SUPPLIED PASSAGE below:

Here we go again. Another state legislature, in this case North Carolina, may be joining 3 other dumb states in enacting a law that will prevent physicians from talking to patients about guns. The bill would prohibit physicians from mentioning guns on intake questionnaires and worse, prohibits physicians from telling authorities about concerns that arise from interviewing a patient about gun ownership. This stupidity first began in Florida which passed such a law inaugurating a legal battle known as Docs Versus Glocks which eventually resulted in the law being upheld by the 11th Circuit in 2014.

The North Carolina law, however, goes further into the realm of stupidity because it not only enjoins physicians from asking patients about gun ownership unless the patient has expressed a desire to harm himself or others, but it also prohibits disclosing information about gun ownership to any authorities except in instances where the aforesaid patient – ready for this? – has been “adjudicated incompetent due to mental illness.” Does this law actually forbid a physician from informing law enforcement about a potential act of gun violence because the patient in question hasn’t yet gone before a judge who decided that the guy happens to be crazy as hell? That’s right. That’s exactly what the bill which may be taken up by the House Appropriations Committee actually says.

End of SUPPLIED PASSAGE.

Continue the commentary on North Carolina's bill limiting what physicians may say about guns, picking up right after its final sentence.

PROVIDED RECORDS below:

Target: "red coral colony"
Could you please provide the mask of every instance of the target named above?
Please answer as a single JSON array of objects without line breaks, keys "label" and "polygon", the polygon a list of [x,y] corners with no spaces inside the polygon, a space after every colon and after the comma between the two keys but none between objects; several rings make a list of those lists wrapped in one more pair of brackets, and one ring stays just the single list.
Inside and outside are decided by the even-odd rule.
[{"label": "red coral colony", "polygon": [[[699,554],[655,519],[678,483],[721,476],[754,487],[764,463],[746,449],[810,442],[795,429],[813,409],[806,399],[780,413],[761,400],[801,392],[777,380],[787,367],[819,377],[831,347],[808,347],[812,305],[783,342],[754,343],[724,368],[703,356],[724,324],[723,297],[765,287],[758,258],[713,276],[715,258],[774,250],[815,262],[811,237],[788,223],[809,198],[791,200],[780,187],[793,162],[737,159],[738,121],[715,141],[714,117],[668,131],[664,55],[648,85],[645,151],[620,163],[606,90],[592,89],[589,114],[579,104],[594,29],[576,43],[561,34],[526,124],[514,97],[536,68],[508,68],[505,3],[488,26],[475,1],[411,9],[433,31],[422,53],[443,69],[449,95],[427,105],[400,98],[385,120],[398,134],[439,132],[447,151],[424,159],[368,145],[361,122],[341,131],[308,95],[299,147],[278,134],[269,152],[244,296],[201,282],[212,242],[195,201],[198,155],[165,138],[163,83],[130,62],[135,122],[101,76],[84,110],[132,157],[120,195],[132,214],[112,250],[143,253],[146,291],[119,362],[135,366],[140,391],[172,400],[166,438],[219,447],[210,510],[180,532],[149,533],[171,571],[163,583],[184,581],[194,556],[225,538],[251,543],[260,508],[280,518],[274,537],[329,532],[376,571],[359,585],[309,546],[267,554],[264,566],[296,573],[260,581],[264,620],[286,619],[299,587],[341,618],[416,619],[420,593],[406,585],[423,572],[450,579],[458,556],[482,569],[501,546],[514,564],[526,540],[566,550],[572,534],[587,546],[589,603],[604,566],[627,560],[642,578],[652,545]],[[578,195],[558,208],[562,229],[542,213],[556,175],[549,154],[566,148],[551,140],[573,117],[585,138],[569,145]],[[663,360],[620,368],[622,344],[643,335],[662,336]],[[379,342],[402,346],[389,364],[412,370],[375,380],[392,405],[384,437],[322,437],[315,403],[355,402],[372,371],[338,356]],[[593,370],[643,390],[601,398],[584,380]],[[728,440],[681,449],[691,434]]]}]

End of PROVIDED RECORDS.

REPLY -
docs versus glocks This new law creates a rather interesting predicament for doctors even if they don’t feel compelled to ask their patients about guns. Because let’s say that a patient tells a physician, for example, that he’s suffering from extreme depression and is thinking of taking his own life. He then further tells the physician that he owns guns and he is planning to use one of the guns on himself because he knows that it’s the quickest and easiest way to get the job done. Under this law, the physician can’t actually do or say anything at all. The guy is depressed but he’s lucid and hardly mentally incompetent. The doctor can ask the guy about what kind of gun he’s planning on using to blow a hole through his head, but all he can do is perhaps suggest that the patient rethink the whole idea. He can’t even tell the patient to get rid of the gun because the law also says that an individual’s right to own a gun is a “private matter” over which the doctor has no authority or input at all.

I’m not totally surprised that such a law would be enacted when I consider the original source, namely a loony Republican State Representative named George Cleveland, who once stated that nobody in North Carolina suffered from ‘extreme poverty’ when, in fact, roughly 8% of the state’s residents have incomes that fall below the extreme poverty line, and overall North Carolina ranks as the 13th poorest state. This rock-red Republican, by the way, just happens to be a gun nut and you can get a sense of this from his home page on Pinterest which is covered with guns. Don’t get me wrong. I don’t think that Representative Cleveland is a bad guy because he likes guns. I think he’s a bad guy because this is a bad law.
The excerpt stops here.